| EXERCISE PROMPT |
Please print all of the material below, word for word.

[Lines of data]
┌──

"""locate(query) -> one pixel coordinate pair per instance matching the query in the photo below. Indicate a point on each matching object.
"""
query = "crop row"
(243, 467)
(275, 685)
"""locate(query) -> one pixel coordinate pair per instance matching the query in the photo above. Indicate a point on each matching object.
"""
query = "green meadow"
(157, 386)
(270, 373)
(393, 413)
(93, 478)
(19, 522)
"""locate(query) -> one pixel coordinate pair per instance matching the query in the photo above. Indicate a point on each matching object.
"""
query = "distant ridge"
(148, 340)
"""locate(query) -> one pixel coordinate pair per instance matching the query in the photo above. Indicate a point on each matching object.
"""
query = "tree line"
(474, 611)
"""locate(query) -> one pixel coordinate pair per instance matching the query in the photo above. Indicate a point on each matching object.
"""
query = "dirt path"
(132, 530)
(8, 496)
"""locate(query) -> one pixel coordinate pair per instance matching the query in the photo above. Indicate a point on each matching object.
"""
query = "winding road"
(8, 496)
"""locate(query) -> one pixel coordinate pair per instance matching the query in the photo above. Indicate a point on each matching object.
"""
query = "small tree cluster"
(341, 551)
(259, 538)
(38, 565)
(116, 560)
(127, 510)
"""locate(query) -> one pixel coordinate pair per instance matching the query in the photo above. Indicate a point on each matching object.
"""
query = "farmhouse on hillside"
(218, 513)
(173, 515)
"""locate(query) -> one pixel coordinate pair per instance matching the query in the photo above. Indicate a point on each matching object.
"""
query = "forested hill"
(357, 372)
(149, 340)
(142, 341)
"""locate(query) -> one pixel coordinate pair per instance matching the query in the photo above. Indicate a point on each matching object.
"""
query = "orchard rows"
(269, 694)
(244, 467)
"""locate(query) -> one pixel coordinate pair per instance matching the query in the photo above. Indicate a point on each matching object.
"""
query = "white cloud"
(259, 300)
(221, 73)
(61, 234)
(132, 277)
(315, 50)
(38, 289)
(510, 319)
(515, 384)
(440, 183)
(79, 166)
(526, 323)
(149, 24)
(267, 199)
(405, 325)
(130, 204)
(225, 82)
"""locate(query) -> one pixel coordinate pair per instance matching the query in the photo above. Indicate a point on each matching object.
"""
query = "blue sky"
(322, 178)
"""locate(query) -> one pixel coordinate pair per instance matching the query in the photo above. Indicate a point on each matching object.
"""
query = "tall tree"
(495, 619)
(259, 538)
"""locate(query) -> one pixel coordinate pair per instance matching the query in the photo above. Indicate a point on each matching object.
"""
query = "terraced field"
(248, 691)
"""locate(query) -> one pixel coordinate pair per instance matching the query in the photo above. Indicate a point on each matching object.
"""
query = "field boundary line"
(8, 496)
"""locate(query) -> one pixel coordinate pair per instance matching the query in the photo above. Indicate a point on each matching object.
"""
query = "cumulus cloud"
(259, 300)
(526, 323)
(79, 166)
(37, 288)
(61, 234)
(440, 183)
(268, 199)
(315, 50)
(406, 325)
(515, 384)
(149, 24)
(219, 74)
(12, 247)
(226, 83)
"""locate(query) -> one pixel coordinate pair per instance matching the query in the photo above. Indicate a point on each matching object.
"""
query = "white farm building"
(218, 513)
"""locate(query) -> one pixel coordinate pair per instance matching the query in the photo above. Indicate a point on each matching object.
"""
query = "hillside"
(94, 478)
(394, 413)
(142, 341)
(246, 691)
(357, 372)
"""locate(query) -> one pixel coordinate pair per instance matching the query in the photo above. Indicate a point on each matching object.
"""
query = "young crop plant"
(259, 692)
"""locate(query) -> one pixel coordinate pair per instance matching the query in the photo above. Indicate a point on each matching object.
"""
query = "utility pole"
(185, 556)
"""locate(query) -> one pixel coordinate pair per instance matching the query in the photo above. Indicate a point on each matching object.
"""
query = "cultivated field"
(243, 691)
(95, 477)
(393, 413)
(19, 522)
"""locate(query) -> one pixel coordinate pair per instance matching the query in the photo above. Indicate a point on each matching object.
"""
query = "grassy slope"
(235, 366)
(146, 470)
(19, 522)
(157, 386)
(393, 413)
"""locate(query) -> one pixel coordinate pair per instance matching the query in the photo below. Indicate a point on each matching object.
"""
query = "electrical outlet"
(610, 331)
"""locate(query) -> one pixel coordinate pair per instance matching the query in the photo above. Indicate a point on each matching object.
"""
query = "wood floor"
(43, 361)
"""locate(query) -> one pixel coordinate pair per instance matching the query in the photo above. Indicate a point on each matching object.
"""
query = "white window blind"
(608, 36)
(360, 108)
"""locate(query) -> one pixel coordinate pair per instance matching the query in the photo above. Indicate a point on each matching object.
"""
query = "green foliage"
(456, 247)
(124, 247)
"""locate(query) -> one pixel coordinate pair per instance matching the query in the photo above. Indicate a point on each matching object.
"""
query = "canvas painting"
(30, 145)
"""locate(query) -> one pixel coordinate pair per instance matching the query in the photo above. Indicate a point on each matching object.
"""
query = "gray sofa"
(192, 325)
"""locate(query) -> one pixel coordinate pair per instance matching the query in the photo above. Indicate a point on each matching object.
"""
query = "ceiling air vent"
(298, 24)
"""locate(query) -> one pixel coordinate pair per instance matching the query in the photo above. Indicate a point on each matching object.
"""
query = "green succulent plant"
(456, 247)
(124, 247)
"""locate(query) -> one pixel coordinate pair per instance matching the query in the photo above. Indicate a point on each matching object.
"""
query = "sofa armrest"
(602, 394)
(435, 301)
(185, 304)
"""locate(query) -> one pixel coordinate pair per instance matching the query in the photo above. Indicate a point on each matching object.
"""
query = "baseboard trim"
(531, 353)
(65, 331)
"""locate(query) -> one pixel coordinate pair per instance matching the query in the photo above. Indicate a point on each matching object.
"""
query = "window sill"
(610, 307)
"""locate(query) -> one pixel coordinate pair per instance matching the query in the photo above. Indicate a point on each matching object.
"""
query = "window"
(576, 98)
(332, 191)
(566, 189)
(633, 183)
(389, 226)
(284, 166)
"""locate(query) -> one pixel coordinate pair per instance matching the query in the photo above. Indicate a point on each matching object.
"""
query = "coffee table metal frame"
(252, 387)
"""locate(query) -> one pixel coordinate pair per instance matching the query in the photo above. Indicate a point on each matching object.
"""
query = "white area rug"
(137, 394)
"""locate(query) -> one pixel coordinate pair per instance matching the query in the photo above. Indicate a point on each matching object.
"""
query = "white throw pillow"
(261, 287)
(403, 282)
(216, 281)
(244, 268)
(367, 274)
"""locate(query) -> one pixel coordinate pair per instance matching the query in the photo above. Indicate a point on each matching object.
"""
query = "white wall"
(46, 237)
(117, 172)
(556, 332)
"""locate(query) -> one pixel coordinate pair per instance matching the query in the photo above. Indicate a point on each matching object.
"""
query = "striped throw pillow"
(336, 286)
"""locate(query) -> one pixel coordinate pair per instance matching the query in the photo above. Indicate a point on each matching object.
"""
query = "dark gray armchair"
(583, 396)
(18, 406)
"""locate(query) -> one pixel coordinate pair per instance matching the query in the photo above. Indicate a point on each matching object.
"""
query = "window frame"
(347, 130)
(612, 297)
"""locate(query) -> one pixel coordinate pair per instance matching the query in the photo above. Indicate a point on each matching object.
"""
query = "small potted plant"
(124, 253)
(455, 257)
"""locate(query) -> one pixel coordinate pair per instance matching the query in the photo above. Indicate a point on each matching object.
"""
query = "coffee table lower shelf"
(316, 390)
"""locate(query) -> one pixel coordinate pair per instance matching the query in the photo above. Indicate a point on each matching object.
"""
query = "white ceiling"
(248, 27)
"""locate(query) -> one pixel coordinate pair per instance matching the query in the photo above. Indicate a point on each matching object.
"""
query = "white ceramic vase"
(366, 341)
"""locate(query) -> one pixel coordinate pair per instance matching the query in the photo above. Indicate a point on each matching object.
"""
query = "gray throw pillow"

└──

| EXERCISE RESULT |
"""locate(query) -> one pixel coordinate pair per instance matching the query in the photo below. Indicate a point on each matching object.
"""
query = "crop row"
(243, 467)
(275, 685)
"""locate(query) -> one pixel coordinate pair per instance matching the query in the photo above. Indicate a point on each matching object.
"""
query = "green meadow"
(157, 386)
(270, 373)
(393, 413)
(93, 478)
(19, 522)
"""locate(query) -> one pixel coordinate pair per instance matching the query in the photo above. Indicate a point on each matching object.
"""
query = "distant ridge"
(148, 340)
"""locate(query) -> one pixel coordinate pair per instance matching the query in the photo above. Indicate a point on each matching object.
"""
query = "tree line"
(474, 611)
"""locate(query) -> one pixel coordinate pair per instance matching the query in the photo above. Indicate a point on each matching object.
"""
query = "dirt path"
(132, 530)
(8, 496)
"""locate(query) -> one pixel coordinate pair per instance matching the query in the photo above. Indicate a point on each matching object.
"""
query = "winding road"
(8, 496)
"""locate(query) -> one pixel coordinate pair per instance matching the query in the photo above. Indicate a point on each matching object.
"""
query = "small tree cluster"
(341, 551)
(259, 538)
(38, 565)
(116, 560)
(127, 510)
"""locate(query) -> one pixel coordinate pair per instance matching the query in the photo above. Indicate a point on each matching object.
"""
query = "farmhouse on hillside"
(218, 513)
(173, 515)
"""locate(query) -> one pixel coordinate pair per instance matching the query in the photo above. Indicate a point on each matching object.
"""
query = "forested hill"
(357, 372)
(149, 340)
(142, 341)
"""locate(query) -> one pixel coordinate pair per instance matching the query in the photo above. Indicate a point on each matching object.
"""
query = "orchard rows"
(269, 694)
(244, 467)
"""locate(query) -> one pixel coordinate pair per instance matching the query in the photo above. Indicate a point on each matching object.
"""
query = "white cloud"
(259, 300)
(221, 73)
(61, 234)
(132, 277)
(315, 50)
(38, 289)
(510, 319)
(515, 384)
(440, 183)
(79, 166)
(526, 323)
(149, 24)
(267, 199)
(405, 325)
(130, 204)
(225, 82)
"""locate(query) -> one pixel coordinate pair per instance matching the query in the photo above. Indicate a point on each matching object.
"""
query = "blue sky"
(322, 178)
"""locate(query) -> one pixel coordinate pair per instance matching the query in the photo above. Indicate a point on each matching object.
"""
query = "tall tree"
(495, 619)
(259, 538)
"""locate(query) -> one pixel coordinate pair per instance matching the query in the photo above. Indicate a point on each matching object.
"""
query = "terraced field"
(248, 691)
"""locate(query) -> one pixel coordinate pair per instance matching the query in the photo above. Indicate a point on each matching object.
"""
query = "field boundary line"
(8, 496)
"""locate(query) -> one pixel coordinate pair per instance matching the query in the photo above. Indicate a point on each matching object.
"""
query = "cumulus cloud"
(259, 300)
(526, 323)
(79, 166)
(37, 288)
(61, 234)
(440, 183)
(268, 199)
(315, 50)
(406, 325)
(515, 384)
(149, 24)
(219, 74)
(12, 247)
(226, 83)
"""locate(query) -> one pixel coordinate pair per instance matching the query in the photo above. Indicate a point on each matching object.
"""
query = "white farm building"
(218, 513)
"""locate(query) -> one pixel coordinate pair per instance matching the query in the photo above. Indicate a point on each matching object.
"""
query = "hillside"
(94, 478)
(394, 413)
(142, 341)
(246, 691)
(357, 372)
"""locate(query) -> one pixel coordinate pair per instance matching the query in the photo above. Indicate a point on each matching object.
"""
query = "young crop plant"
(259, 692)
"""locate(query) -> one pixel coordinate pair per instance matching the query in the photo above. Indicate a point on each matching object.
"""
query = "utility pole"
(185, 556)
"""locate(query) -> one pixel coordinate pair per instance matching the query in the photo above. Indicate a point on each matching object.
"""
query = "cultivated field"
(243, 691)
(95, 477)
(393, 413)
(19, 522)
"""locate(query) -> one pixel coordinate pair per instance matching the query in the photo above. Indicate a point on each matching object.
"""
query = "grassy slope"
(235, 366)
(146, 470)
(19, 522)
(157, 386)
(393, 413)
"""locate(query) -> one pixel coordinate pair per instance matching the query in the photo below. Indicate a point on each matching object.
"""
query = "electrical outlet"
(610, 331)
"""locate(query) -> one pixel coordinate pair per instance matching the query in the photo above. Indicate a point on each matching object.
"""
query = "wood floor"
(43, 361)
"""locate(query) -> one pixel coordinate pair per instance matching the query in the photo above. Indicate a point on each matching object.
"""
query = "white window blind"
(608, 36)
(360, 108)
"""locate(query) -> one pixel coordinate pair per instance matching the query in the photo above. Indicate a point on each matching object.
"""
query = "green foliage"
(456, 247)
(124, 247)
"""locate(query) -> one pixel coordinate pair per instance matching the query in the photo above. Indicate a point on each matching object.
"""
query = "canvas painting"
(30, 145)
"""locate(query) -> one pixel coordinate pair per instance matching the query in the photo above. Indicate a point on each matching object.
"""
query = "gray sofa"
(192, 325)
"""locate(query) -> one pixel coordinate pair per instance matching the query in the photo above. Indicate a point on each matching object.
"""
query = "ceiling air vent"
(298, 24)
"""locate(query) -> one pixel coordinate pair per instance matching the query in the photo above. Indicate a point on each matching object.
"""
query = "green succulent plant"
(456, 247)
(124, 247)
"""locate(query) -> one pixel coordinate pair per instance matching the query in the photo above. Indicate a point on each matching object.
"""
query = "sofa armrest"
(602, 394)
(435, 301)
(185, 304)
"""locate(query) -> one pixel coordinate pair per instance matching the query in the photo above. Indicate a point on each matching object.
"""
query = "baseboard trim"
(531, 353)
(65, 331)
"""locate(query) -> one pixel coordinate pair per instance matching the query in the photo above. Indicate a point on each matching object.
"""
query = "window sill"
(610, 307)
"""locate(query) -> one pixel coordinate pair per instance matching the query in the photo above. Indicate a point on each matching object.
"""
query = "window"
(576, 98)
(332, 191)
(566, 189)
(633, 183)
(389, 226)
(284, 166)
"""locate(query) -> one pixel coordinate pair per instance matching the query in the photo above. Indicate a point on each matching object.
"""
query = "coffee table metal frame"
(252, 387)
"""locate(query) -> one pixel coordinate pair per instance matching the query in the photo above. Indicate a point on each matching object.
"""
query = "white area rug"
(137, 394)
"""locate(query) -> one pixel coordinate pair per instance matching the query in the photo above. Indicate a point on each matching object.
"""
query = "white throw pillow"
(261, 287)
(403, 282)
(216, 281)
(244, 268)
(367, 274)
"""locate(query) -> one pixel coordinate pair per instance matching the query in the photo above. Indicate a point on each matching object.
"""
query = "white wall"
(46, 237)
(117, 172)
(556, 332)
"""locate(query) -> one pixel coordinate pair per instance matching the query in the photo above. Indicate a point on each matching object.
"""
query = "striped throw pillow"
(336, 286)
"""locate(query) -> one pixel coordinate pair per instance matching the query in the photo above. Indicate a point on each matching object.
"""
query = "dark gray armchair"
(583, 396)
(18, 406)
"""locate(query) -> one pixel coordinate pair per instance matching the query in the photo above. Indicate a point on each matching object.
"""
query = "window frame"
(347, 130)
(612, 297)
"""locate(query) -> one pixel coordinate pair per instance matching the query in the photo above. Indicate a point on each matching object.
"""
query = "small potted plant"
(124, 253)
(455, 257)
"""locate(query) -> one pixel coordinate pair per instance matching the query in the photo above. Indicate a point on each matching object.
"""
query = "coffee table lower shelf"
(316, 390)
"""locate(query) -> one pixel coordinate pair per instance matching the query in the photo above. Indicate a point on each matching object.
"""
query = "white ceiling"
(248, 27)
"""locate(query) -> one pixel coordinate pair per instance matching the query in the photo above. Indicate a point on each matching object.
"""
query = "white ceramic vase"
(366, 341)
"""locate(query) -> one pixel coordinate pair per instance matching the query in the photo above. Indicate a point on each matching object.
"""
query = "gray throw pillow"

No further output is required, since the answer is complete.